(Region pointing data)
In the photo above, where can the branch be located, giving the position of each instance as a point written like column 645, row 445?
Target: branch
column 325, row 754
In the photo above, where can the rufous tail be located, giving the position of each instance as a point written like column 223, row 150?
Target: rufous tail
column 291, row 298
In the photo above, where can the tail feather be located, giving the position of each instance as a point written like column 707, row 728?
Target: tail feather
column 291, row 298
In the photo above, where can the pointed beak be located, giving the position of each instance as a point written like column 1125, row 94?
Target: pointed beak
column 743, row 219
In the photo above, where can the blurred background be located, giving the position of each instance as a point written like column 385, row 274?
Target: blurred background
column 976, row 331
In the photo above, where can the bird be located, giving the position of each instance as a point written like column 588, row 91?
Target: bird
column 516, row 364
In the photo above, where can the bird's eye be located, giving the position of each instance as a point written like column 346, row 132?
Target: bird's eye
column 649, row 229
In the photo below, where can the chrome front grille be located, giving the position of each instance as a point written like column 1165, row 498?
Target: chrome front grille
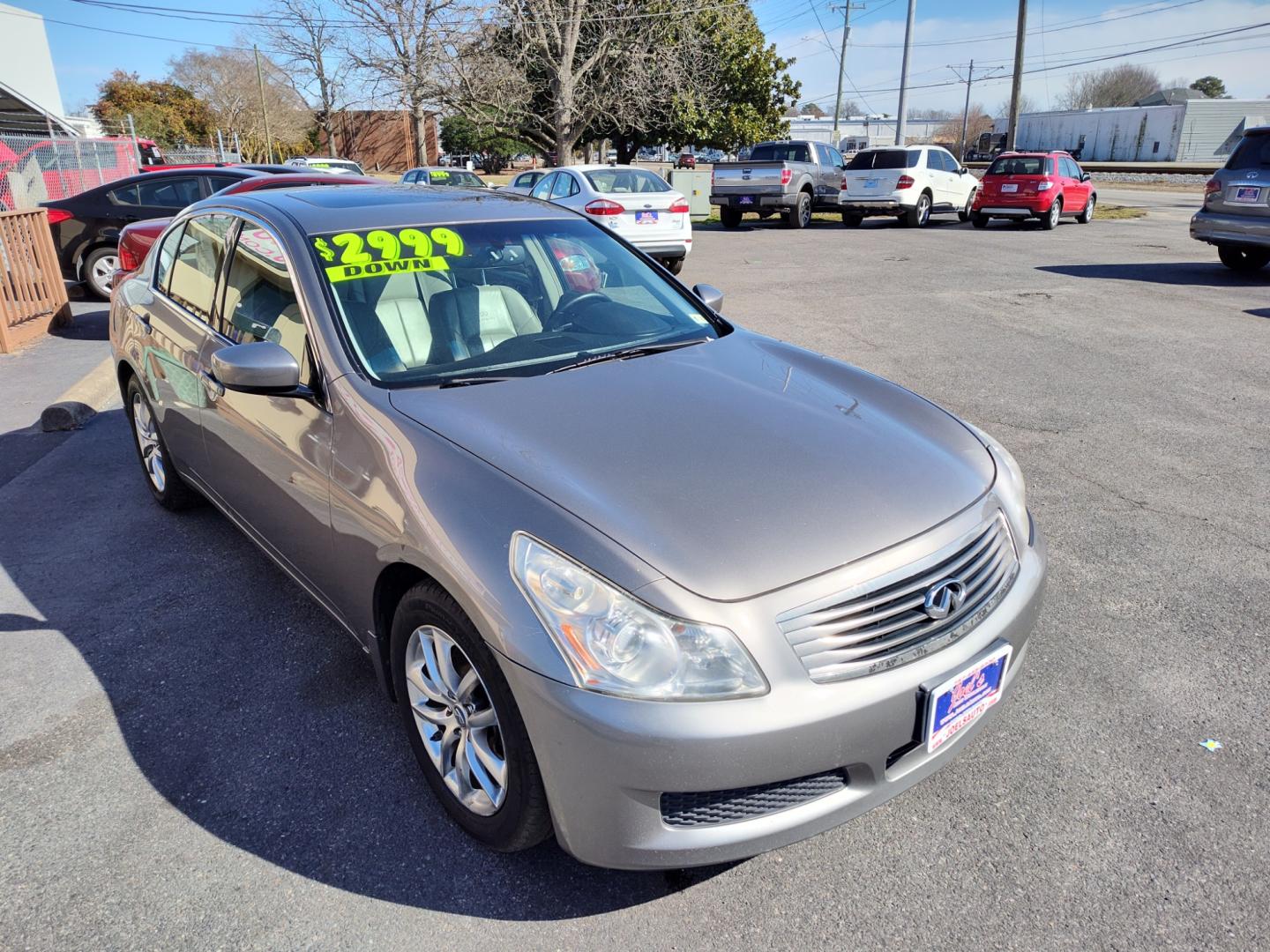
column 884, row 622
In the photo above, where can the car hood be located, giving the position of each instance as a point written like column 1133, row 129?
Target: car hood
column 733, row 467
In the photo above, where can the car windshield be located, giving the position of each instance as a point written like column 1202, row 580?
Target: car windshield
column 885, row 159
column 1252, row 152
column 455, row 176
column 779, row 152
column 1019, row 165
column 625, row 181
column 430, row 305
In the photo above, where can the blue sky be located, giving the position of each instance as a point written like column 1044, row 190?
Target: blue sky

# TASK TO CARRY OUT:
In the data above, find each line that uses the string "blue". Copy it.

# RESULT FOR THIS TASK:
In the photo above, where can the blue sky be located, giving the position of each instance as a point written like column 1044, row 190?
Target: blue sky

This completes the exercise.